Directions for this task
Echo every line of the data below unchanged.

## BEGIN Information supplied

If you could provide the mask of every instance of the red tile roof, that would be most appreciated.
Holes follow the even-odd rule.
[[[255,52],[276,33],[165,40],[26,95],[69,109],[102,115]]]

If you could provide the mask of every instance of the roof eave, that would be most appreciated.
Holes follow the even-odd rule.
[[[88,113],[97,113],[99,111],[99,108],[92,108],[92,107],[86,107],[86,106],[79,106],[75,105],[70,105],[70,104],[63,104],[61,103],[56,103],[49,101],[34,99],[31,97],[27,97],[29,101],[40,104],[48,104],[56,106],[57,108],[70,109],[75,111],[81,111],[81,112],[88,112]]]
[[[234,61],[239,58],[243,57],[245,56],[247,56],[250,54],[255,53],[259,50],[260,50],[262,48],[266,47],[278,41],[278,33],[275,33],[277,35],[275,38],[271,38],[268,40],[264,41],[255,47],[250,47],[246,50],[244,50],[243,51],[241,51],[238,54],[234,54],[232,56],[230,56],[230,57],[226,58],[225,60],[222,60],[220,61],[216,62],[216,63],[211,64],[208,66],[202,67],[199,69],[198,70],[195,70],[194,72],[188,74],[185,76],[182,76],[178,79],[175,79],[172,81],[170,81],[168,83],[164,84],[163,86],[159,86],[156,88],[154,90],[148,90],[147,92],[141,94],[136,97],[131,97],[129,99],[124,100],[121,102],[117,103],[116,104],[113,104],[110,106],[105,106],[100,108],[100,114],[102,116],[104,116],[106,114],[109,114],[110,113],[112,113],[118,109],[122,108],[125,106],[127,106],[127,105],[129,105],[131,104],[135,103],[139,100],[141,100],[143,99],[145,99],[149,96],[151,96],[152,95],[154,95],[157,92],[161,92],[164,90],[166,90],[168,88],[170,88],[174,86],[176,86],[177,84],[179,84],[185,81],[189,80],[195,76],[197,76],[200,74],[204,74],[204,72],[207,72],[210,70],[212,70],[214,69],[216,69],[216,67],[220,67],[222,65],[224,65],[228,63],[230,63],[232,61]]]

## END Information supplied

Output
If you could provide the mask of every instance of the red tile roof, that would be most appreciated.
Holes follow the even-odd rule.
[[[255,52],[276,33],[165,40],[26,95],[69,109],[102,115]]]

If you could provide the mask of every instance of the roof eave, that would be most appreciated.
Holes follow the even-odd rule.
[[[88,113],[97,113],[99,111],[99,108],[92,108],[92,107],[86,107],[86,106],[79,106],[75,105],[70,105],[70,104],[63,104],[61,103],[56,103],[49,101],[34,99],[31,97],[27,97],[29,101],[40,104],[48,104],[56,106],[57,108],[70,109],[75,111],[81,111],[81,112],[88,112]]]
[[[234,61],[239,58],[243,57],[245,56],[247,56],[250,54],[255,53],[259,50],[260,50],[262,48],[266,47],[278,41],[278,33],[275,33],[277,35],[275,38],[271,38],[268,40],[264,41],[255,47],[250,47],[246,50],[244,50],[243,51],[241,51],[238,54],[234,54],[232,56],[230,56],[230,57],[226,58],[225,60],[222,60],[220,61],[216,62],[216,63],[211,64],[208,66],[202,67],[199,69],[198,70],[195,70],[194,72],[188,74],[185,76],[182,76],[178,79],[175,79],[172,81],[170,81],[168,83],[164,84],[163,86],[159,86],[156,88],[154,90],[148,90],[147,92],[141,94],[136,97],[131,97],[129,99],[124,100],[121,102],[117,103],[116,104],[113,104],[110,106],[105,106],[100,108],[100,114],[102,116],[104,116],[106,114],[109,114],[110,113],[112,113],[118,109],[122,108],[125,106],[127,106],[127,105],[129,105],[131,104],[135,103],[139,100],[141,100],[143,99],[145,99],[149,96],[151,96],[152,95],[154,95],[157,92],[161,92],[164,90],[166,90],[168,88],[170,88],[174,86],[176,86],[177,84],[179,84],[185,81],[189,80],[195,76],[197,76],[200,74],[204,74],[204,72],[207,72],[210,70],[212,70],[214,69],[216,69],[216,67],[220,67],[222,65],[224,65],[228,63],[230,63],[232,61]]]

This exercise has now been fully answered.